● **To be done**: Return verbatim every line from the one containing "TARGET = blue latex glove" up to and including the final line below.

--- Start Input for this task ---

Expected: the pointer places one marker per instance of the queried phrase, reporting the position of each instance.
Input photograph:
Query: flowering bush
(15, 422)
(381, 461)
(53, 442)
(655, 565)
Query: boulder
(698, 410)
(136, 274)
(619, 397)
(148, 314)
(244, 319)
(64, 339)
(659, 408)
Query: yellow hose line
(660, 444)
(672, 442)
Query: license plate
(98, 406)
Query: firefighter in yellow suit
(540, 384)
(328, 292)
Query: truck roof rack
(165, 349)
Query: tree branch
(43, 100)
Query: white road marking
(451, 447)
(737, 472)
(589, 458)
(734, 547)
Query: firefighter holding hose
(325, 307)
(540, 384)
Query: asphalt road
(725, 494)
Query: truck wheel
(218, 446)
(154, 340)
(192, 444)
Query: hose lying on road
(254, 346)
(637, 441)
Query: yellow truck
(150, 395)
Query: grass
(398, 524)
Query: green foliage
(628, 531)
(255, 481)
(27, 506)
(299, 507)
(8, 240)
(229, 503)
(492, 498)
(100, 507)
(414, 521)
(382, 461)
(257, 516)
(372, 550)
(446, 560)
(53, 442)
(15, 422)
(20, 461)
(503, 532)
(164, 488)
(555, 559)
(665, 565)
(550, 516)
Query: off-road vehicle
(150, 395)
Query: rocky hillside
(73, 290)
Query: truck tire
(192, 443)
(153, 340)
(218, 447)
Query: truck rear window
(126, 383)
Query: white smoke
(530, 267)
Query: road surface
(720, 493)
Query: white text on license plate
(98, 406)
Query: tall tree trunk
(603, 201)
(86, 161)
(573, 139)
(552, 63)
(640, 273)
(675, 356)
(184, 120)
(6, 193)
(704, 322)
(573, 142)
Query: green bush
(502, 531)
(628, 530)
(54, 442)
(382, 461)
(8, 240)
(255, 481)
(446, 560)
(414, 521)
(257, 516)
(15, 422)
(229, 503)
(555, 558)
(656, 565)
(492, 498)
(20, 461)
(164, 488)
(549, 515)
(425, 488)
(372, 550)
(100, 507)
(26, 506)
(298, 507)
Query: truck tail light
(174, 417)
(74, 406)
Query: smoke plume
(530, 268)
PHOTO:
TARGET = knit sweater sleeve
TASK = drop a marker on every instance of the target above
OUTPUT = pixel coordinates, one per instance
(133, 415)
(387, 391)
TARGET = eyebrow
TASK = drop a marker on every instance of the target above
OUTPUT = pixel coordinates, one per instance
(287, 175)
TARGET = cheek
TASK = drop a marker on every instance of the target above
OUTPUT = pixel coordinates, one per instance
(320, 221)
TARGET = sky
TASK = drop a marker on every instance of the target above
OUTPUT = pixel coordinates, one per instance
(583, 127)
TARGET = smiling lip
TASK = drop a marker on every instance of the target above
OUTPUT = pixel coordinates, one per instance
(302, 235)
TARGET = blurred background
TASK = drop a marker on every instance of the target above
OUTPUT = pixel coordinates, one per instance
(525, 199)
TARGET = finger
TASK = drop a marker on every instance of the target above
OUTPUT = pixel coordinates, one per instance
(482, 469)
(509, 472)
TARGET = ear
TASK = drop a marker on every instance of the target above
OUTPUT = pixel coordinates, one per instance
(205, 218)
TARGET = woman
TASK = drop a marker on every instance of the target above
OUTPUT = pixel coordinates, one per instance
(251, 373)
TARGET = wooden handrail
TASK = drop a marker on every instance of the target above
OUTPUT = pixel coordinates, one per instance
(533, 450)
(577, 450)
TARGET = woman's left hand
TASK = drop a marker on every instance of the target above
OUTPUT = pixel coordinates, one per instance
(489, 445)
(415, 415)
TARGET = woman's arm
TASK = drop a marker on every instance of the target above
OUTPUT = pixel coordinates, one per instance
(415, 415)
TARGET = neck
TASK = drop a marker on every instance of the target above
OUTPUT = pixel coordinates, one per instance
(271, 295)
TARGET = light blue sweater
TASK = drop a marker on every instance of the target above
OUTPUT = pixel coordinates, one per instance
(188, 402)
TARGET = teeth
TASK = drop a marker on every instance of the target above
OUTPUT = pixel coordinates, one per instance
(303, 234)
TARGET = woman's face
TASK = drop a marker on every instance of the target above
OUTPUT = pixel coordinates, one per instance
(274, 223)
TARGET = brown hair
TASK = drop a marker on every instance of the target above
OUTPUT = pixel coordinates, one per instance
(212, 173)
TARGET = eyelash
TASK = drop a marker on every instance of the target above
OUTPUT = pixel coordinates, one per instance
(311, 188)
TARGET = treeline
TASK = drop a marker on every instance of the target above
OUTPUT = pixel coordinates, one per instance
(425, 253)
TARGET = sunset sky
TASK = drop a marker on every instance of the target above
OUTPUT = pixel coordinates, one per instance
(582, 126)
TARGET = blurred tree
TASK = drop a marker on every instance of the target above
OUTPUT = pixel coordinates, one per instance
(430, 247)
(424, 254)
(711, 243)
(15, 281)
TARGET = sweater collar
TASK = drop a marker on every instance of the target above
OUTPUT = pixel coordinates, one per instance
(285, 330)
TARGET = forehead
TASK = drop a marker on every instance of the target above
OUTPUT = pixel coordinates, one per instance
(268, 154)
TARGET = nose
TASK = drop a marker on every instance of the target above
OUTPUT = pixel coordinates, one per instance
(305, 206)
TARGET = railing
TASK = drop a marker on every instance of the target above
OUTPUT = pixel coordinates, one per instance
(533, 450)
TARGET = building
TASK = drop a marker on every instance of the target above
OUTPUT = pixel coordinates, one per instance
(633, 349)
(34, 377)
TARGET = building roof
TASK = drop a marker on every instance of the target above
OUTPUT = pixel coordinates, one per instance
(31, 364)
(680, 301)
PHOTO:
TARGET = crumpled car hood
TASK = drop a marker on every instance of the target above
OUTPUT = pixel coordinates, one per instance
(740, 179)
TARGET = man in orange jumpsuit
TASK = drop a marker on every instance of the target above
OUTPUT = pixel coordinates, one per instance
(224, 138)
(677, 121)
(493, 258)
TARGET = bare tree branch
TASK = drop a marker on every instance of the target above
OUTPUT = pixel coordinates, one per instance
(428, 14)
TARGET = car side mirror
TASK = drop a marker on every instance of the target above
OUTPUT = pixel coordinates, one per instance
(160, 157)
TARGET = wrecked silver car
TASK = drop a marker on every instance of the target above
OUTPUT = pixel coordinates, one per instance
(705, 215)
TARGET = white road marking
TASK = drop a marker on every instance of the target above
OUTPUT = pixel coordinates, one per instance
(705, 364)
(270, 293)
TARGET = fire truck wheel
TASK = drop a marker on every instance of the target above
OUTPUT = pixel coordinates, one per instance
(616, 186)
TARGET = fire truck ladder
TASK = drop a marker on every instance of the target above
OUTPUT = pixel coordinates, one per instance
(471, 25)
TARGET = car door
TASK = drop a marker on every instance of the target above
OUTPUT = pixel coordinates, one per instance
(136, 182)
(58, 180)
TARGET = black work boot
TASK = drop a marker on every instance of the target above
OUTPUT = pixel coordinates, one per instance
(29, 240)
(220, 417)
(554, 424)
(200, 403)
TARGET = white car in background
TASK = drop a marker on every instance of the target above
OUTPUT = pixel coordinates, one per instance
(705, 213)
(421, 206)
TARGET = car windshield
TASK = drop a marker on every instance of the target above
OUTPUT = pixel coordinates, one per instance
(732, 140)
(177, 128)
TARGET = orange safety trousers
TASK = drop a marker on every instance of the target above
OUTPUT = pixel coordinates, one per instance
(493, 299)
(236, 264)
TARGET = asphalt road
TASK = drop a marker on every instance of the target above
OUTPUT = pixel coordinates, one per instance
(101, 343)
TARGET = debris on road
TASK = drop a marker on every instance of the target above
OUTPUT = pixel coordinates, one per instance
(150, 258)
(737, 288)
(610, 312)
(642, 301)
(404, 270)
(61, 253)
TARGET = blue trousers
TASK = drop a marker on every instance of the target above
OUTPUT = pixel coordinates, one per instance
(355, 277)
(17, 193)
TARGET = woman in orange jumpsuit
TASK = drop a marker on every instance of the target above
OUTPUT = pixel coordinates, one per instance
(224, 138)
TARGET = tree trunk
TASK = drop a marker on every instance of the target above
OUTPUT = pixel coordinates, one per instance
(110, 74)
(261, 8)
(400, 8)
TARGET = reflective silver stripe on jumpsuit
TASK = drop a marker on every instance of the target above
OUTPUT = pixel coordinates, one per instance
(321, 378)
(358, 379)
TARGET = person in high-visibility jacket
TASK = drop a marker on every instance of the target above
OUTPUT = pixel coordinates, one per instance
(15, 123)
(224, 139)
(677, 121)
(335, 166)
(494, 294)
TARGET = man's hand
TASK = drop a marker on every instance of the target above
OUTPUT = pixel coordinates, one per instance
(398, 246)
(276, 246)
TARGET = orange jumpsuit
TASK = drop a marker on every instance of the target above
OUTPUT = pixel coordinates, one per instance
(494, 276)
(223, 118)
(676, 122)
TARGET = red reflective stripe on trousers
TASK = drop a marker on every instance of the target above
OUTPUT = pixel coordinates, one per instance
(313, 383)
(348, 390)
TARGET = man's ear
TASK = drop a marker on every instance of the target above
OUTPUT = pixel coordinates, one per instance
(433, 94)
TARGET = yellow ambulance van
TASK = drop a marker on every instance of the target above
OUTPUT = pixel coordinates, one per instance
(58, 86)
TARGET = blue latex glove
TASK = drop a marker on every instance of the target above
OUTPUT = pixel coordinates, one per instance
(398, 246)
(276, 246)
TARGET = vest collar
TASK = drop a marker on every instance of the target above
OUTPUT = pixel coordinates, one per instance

--- End Input for this task ---

● **Response for this exercise**:
TARGET = blue latex glove
TASK = drop a marker on every instance of the target above
OUTPUT = pixel coordinates, one per instance
(398, 246)
(276, 246)
TARGET = vest collar
TASK = drop a marker on every instance of the target above
OUTPUT = pixel coordinates, one per instance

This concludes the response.